▸ **REQUIREMENTS**: Reproduce the following material exactly, including every line.

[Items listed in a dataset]
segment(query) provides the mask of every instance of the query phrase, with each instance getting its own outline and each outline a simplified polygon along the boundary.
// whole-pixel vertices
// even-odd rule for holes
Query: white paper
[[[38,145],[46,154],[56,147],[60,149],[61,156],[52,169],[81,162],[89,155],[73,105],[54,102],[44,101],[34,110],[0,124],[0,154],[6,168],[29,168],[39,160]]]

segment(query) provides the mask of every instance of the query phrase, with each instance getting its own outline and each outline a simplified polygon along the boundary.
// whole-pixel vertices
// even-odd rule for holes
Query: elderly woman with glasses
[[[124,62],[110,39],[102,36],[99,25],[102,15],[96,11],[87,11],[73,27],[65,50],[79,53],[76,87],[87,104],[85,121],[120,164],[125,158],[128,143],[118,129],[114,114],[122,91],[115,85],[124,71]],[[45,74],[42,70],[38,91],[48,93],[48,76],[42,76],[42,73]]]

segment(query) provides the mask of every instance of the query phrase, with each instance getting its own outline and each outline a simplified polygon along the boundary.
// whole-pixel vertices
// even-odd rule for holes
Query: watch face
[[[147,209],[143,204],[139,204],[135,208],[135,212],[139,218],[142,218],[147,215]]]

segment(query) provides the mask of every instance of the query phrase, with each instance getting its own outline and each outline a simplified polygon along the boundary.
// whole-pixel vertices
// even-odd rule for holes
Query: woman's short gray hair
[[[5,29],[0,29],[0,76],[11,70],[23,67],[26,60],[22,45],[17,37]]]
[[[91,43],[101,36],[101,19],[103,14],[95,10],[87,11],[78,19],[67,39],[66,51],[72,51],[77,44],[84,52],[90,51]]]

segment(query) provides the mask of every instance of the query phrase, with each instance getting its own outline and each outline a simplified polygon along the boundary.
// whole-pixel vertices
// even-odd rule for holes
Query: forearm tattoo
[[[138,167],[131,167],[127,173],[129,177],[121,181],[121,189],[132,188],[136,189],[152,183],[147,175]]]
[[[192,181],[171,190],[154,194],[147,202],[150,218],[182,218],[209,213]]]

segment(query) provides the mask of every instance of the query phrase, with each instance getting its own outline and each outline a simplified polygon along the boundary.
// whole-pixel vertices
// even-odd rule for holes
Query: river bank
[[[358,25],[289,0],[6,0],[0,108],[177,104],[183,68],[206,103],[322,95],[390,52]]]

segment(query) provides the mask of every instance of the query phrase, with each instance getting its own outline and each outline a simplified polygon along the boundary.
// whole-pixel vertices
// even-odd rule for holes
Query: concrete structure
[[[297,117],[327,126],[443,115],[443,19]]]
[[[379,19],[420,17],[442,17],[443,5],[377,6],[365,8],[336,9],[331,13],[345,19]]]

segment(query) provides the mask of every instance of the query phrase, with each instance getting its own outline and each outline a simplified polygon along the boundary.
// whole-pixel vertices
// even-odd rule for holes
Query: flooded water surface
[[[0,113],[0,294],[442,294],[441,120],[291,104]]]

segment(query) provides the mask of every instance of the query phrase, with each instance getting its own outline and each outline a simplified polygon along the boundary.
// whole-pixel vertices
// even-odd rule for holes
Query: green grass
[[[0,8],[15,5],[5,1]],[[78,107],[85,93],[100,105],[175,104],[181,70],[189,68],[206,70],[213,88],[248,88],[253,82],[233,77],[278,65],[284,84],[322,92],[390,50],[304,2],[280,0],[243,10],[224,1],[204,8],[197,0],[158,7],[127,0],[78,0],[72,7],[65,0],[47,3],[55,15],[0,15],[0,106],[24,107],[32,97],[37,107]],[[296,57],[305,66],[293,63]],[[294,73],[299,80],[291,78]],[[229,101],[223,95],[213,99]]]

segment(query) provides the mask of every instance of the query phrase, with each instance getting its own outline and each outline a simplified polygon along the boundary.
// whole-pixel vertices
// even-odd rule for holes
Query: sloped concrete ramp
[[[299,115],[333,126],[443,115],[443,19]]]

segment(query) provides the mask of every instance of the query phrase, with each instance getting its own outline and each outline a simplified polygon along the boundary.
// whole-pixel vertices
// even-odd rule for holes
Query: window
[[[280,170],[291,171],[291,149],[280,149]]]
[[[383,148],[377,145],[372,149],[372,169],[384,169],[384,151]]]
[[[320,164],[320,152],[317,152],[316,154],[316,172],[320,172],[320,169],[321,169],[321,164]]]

▸ **WORKED ANSWER**:
segment(query) provides the mask of every instance of the query phrase, with each instance getting its own outline and each outline a simplified polygon along the boundary.
// whole-pixel vertices
// even-odd rule for holes
Query: white paper
[[[38,145],[46,154],[56,147],[60,149],[61,156],[52,169],[81,162],[89,155],[73,105],[54,102],[44,101],[34,110],[0,124],[0,154],[6,168],[29,168],[39,160]]]

segment(query) provides the mask of every instance of the query phrase, with each instance getting its own outline and each outline a simplified polygon along the boundary.
// whole-pixel vertices
// even-odd rule for holes
Query: elderly woman with glasses
[[[124,62],[110,39],[102,36],[99,25],[102,15],[96,11],[87,11],[73,27],[65,50],[79,53],[76,87],[87,104],[85,121],[120,164],[125,158],[128,143],[118,129],[114,114],[122,91],[115,85],[124,71]],[[45,74],[42,70],[38,91],[48,93],[48,76],[42,76],[42,73]]]

segment(query) provides the mask of every instance of the query phrase, with each instance getting its own outline and each outline a simplified polygon along the boundary.
// whole-pixel vertices
// even-odd rule for holes
Query: watch face
[[[147,209],[143,204],[139,204],[135,208],[135,212],[139,218],[142,218],[147,215]]]

segment(query) provides the mask of every instance of the query phrase, with each instance getting its own outline and each outline a simplified polygon along the boundary.
// whole-pixel vertices
// even-odd rule for holes
Query: woman's short gray hair
[[[5,29],[0,29],[0,76],[11,70],[23,67],[26,60],[22,45],[17,37]]]
[[[91,43],[101,36],[101,19],[103,14],[95,10],[87,11],[78,19],[67,39],[66,51],[72,51],[77,44],[84,52],[90,51]]]

segment(query) provides the mask of every instance of the query phrase, with each instance getting its own outline and each outline a simplified polygon along the boundary.
// whole-pixel vertices
// even-odd rule for holes
Query: forearm tattoo
[[[138,167],[131,167],[127,173],[129,177],[121,181],[121,189],[132,188],[136,189],[152,183],[147,175]]]
[[[192,181],[171,190],[154,194],[147,202],[150,218],[182,218],[209,213]]]

segment(query) provides the mask of every instance of the query phrase, with each instance getting its own outline and each outline a simplified polygon along the boundary.
// whole-pixel vertices
// even-odd rule for holes
Query: river bank
[[[358,25],[289,0],[6,0],[0,108],[177,104],[183,68],[206,103],[322,95],[390,52]]]

segment(query) provides the mask of every instance of the query phrase, with each instance getting its own outline and each outline a simplified polygon along the boundary.
// whole-pixel vertices
// even-odd rule for holes
Query: concrete structure
[[[297,117],[327,126],[443,115],[443,19]]]
[[[379,19],[420,17],[442,17],[443,5],[377,6],[365,8],[336,9],[331,13],[345,19]]]

segment(query) provides the mask of every instance of the query phrase, with each instance getting its own outline and each outline a simplified polygon along the boundary.
// whole-pixel vertices
// even-odd rule for holes
Query: flooded water surface
[[[0,113],[0,294],[442,294],[441,120],[291,104]]]

segment(query) provides the mask of every instance of the query phrase, with each instance getting its own outline and each outline a simplified polygon along the boundary.
// whole-pixel vertices
// even-odd rule for holes
Query: green grass
[[[0,8],[15,5],[5,1]],[[78,107],[85,93],[100,105],[175,104],[181,70],[189,68],[206,70],[213,88],[248,88],[253,82],[233,77],[278,65],[284,84],[322,92],[390,50],[304,2],[280,0],[243,10],[224,1],[204,8],[197,0],[158,7],[127,0],[78,0],[72,7],[65,0],[47,3],[55,15],[0,15],[0,106],[24,107],[32,97],[37,107]],[[296,57],[305,66],[293,63]],[[294,73],[299,80],[291,78]],[[229,101],[223,95],[213,99]]]

segment(query) provides the mask of every instance of the query phrase, with each instance getting its own outline and each outline a simplified polygon along the boundary.
// whole-pixel vertices
// even-odd rule for holes
Query: sloped concrete ramp
[[[299,115],[333,126],[443,115],[443,19]]]

segment(query) provides the mask of every instance of the query phrase, with each instance getting its own outline and each outline a simplified polygon along the boundary.
// whole-pixel vertices
// even-odd rule for holes
Query: window
[[[280,170],[291,171],[291,149],[280,149]]]
[[[383,148],[377,145],[372,149],[372,169],[384,169],[384,151]]]
[[[320,164],[320,152],[317,152],[316,154],[316,172],[320,172],[320,169],[321,169],[321,164]]]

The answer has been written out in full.